§ **Objective**
Carry on the passage about social identity and semiotic resources, picking up right after its final sentence.

§ **Extract provided**
━━━━━━━━━━

Quote 6.1 Social Identity and Semiotic Resources

[Social identity] is the situated outcome of a rhetorical and interpretive process in which interactants make situationally motivated selections from socially constituted repertoires of identificational and affiliational resources and craft these semiotic resources into identity claims for presentation to others.

Bauman (2000, p. 1)

Our identities are not fixed or static but are fluid and “multifaceted in complex and contradictory ways” (Miller, 2000, p. 72) and reflective of the landscapes of our lived experiences (Wenger, 2010). Moreover, we never enact just one identity at a time. Rather, we have a nexus of memberships, which are in complex relation to each other, and constantly shifting and evolving across time and space (Douglas Fir Group, 2016; Ochs, 1993). In every act of meaning making, one or more of our social identities are “inferred and interactionally achieved” (Ochs, 1993, p. 291) through the simultaneous deployment of multiple semiotic resources, such as words, prosodic cues, gestures, facial expressions, and other resources that are associated with specific social groups (Bucholtz & Hall, 2005).

━━━━━━━━━━

§ **Supplied material**
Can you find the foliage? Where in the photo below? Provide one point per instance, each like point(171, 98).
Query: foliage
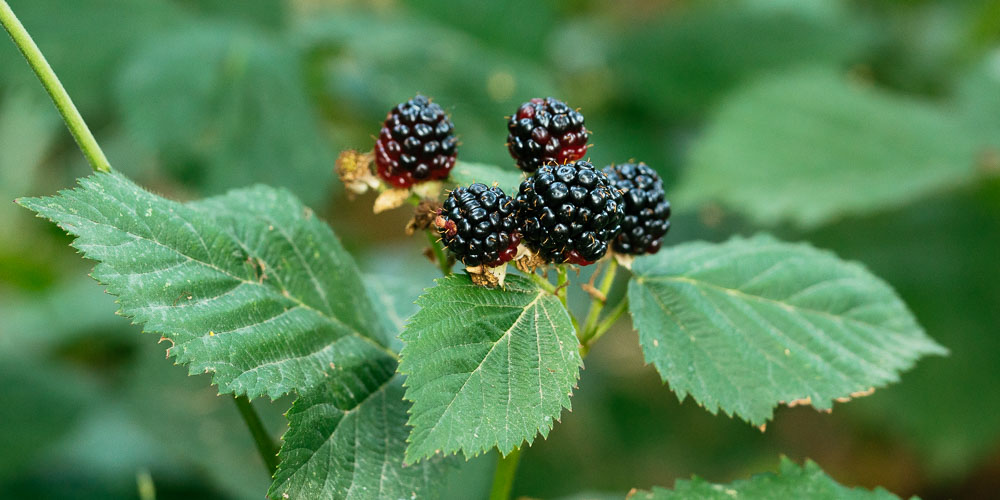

━━━━━━━━━━

§ **Task result**
As mentioned previously, how we enact our identities depends on our expectations about our own identities and those of others. However, while our expectations influence our actions, they do not determine them. At any moment, there exists the possibility of taking up a unique stance towards our own identity and those of others, and of using our semiotic resources in unexpected ways towards unexpected goals (Hall, 2011; Norton & McKinney, 2011; Toohey, Day, & Manyak, 2007).

Social Identity and L2 Learning

The study of the mediating role that L2 learners’ social identities play in learners’ success in negotiating their access to and participation in various L2 social activities and groups has been the concern of a growing body of research in SLA. One early influential study is that by Bonny Norton (Norton, 2000; Pierce, 1995). Drawing on poststructuralist theory, and in particular the work of Weedon (1997) and Bourdieu (1991), Norton examined how the identities of a group of women who had migrated to Canada from different regions of the world were differentially constructed in their interactions with others in and out of the classroom. She argues that these different constructions had a significant influence on the women’s interest in language learning, making some more willing than others to invest the time and effort needed to learn English.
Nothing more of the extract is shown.